Supplied text:
•••••

This book focuses on the food system. Examining how concentrated the system has become, the book reveals the impact of market concentration on prices, innovation, the environment, health and society. Focusing on the United States, the book draws comparisons between key commodities- such as soy beans, pork and milk- at each major stage of the food system, covering foaming, packaging, distributing and retailing. The final chapter highlights how this concentration of power is challenged and resisted as well as the small but positive changes some of the most dominant firms have made in response.

Feeding China's Little Emperors: Food, Children, and Social Change

This book focuses on how the transformation of children’s food habits, the result of China’s transition to a market economy and its integration into the global economic arena, has changed the intimate relationship of childhood, parenthood, and family life. Topics include the effects of new foods on children’s health; the consumption of prestige foods; the social implications of commercialized children’s food on a Chinese Islamic community; the adaptations of Kentucky Fried Chicken in response to indigenous fast-food companies; the generation gap in attitudes toward food consumption; the significance of religion and nutrition in feeding and healing children; the creation of baby-friendly hospitals to promote breastfeeding and scientific childcare methods; etc.

•••••

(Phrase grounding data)
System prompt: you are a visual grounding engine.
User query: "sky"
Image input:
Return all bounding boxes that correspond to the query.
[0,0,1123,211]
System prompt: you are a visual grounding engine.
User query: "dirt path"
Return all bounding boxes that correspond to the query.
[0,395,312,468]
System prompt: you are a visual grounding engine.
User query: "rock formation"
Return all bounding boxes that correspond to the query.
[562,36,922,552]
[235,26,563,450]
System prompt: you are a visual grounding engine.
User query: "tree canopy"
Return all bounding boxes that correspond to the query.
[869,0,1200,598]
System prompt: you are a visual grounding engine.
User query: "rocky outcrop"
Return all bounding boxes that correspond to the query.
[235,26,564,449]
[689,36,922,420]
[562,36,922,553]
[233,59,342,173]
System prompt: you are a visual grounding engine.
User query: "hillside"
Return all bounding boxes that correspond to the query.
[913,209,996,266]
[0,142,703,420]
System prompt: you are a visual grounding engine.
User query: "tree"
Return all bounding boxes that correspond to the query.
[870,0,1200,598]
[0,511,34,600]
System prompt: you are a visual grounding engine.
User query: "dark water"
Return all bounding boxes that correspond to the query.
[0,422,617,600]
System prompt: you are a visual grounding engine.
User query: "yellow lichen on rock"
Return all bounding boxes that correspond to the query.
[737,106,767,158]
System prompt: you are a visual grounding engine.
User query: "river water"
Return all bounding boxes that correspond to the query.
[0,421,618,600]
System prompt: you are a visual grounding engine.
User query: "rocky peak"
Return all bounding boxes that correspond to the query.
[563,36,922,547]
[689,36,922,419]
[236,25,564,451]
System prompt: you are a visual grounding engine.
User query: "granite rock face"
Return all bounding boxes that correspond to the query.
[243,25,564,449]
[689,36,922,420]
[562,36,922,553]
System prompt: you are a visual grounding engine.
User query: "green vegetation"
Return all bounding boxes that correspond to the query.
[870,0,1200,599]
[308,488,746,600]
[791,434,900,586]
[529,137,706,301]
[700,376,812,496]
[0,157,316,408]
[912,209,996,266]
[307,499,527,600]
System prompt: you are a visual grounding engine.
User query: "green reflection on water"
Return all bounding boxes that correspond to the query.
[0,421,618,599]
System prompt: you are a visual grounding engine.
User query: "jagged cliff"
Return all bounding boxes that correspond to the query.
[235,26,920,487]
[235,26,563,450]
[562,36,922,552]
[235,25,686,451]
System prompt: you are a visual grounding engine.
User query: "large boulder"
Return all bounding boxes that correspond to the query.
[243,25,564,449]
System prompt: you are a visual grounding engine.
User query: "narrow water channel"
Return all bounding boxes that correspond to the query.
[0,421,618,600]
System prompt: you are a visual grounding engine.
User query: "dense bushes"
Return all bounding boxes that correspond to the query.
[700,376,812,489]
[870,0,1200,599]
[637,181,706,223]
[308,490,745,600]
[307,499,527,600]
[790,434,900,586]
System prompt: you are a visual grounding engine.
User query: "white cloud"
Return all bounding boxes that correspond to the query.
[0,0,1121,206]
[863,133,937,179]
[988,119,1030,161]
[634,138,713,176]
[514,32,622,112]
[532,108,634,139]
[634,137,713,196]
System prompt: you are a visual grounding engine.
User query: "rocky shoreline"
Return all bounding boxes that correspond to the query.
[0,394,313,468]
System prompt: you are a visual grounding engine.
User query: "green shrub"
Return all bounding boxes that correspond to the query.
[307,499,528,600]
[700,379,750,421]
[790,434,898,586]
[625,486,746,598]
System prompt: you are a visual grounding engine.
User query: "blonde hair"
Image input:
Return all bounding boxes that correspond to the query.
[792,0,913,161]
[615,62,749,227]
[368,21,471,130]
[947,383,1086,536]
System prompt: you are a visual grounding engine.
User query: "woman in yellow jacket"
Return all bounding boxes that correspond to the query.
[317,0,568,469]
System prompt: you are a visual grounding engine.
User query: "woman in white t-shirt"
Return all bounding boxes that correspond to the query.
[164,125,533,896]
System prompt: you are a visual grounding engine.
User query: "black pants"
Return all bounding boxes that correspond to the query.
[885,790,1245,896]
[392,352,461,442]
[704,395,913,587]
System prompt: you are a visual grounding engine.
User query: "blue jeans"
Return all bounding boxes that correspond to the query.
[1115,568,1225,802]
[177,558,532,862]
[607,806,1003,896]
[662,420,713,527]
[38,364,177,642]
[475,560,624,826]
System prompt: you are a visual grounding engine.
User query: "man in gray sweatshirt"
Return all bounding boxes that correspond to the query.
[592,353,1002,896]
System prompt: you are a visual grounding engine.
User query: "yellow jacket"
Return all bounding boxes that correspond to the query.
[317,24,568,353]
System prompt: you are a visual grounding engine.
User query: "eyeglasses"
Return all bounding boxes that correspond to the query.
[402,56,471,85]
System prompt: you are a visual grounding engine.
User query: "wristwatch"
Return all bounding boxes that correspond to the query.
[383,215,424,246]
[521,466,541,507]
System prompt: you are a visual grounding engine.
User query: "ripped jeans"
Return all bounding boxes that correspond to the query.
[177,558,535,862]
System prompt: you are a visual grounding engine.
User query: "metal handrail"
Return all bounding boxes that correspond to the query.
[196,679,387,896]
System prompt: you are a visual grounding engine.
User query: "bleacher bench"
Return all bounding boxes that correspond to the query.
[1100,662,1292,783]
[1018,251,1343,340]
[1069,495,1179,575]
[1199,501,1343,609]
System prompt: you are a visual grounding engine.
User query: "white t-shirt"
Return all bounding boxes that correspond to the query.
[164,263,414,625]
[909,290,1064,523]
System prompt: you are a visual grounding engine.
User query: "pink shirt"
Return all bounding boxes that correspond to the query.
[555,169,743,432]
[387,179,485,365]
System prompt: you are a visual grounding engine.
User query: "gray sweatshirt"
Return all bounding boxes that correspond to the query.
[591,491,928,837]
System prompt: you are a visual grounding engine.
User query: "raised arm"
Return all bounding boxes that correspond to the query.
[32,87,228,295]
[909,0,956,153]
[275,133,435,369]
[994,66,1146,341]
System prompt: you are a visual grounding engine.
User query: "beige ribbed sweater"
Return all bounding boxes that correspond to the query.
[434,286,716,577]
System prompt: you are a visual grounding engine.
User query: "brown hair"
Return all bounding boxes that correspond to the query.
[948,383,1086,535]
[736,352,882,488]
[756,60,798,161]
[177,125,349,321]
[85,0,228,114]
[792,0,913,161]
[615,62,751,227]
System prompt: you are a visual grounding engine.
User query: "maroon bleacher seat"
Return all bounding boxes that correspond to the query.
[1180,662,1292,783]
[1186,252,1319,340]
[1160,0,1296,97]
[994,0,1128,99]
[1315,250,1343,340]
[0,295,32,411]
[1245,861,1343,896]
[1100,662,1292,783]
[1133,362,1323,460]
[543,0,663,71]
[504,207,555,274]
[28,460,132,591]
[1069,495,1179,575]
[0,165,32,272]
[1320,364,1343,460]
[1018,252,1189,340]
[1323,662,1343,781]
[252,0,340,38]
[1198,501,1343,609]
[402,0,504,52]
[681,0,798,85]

•••••

Task A: Check each statement against the book descriptions and answer yes or no, quoting the words that decide it: (i) the book on the food system concentrates on the United States; (ii) the final chapter of that book says the most dominant firms have made no changes; (iii) the book on China's children covers how Kentucky Fried Chicken adapted to indigenous fast-food companies.
Task B: Carry the book descriptions forward from their last sentence.
The lines were taken from a separate source.

Exercise response A:
(i) Yes: "Focusing on the United States"
(ii) No: "the small but positive changes some of the most dominant firms have made in response"
(iii) Yes: "the adaptations of Kentucky Fried Chicken in response to indigenous fast-food companies"

Exercise response B:
Tasting Food, Tasting Freedom: Excursions into Eating, Culture, and the Past

This book presents a repast of thoughts about the multiple roles of food in history and culture, covering food experiences of the United States, Brazil, Argentina, and Canada. Addressing issues ranging from the global phenomenon of Coca-Cola to the diets of American slaves, this book shows how our choices about food are shaped by a vast and increasingly complex global economy. It demonstrates that our food choices have enormous and often surprising significance. Much of the book contemplates the connection between capitalism and sugar, a topic explored with striking originality in Mintz's Sweetness and Power.

Food Politics: How the Food Industry Influences Nutrition and Health

This book is about how the food industry influences what we eat and, therefore, our health. It exposes the ways in which food companies use political processes to obtain government and professional support for the sale of their products. Its twofold purpose is to illuminate the extent to which the food industry determines what people eat and to generate much wider discussion of the food industry’s marketing methods and use of the political system. The themes occurring include the social consequences of food overabundance; the conflict between scientific and other kinds of belief systems; and diet is a political issue.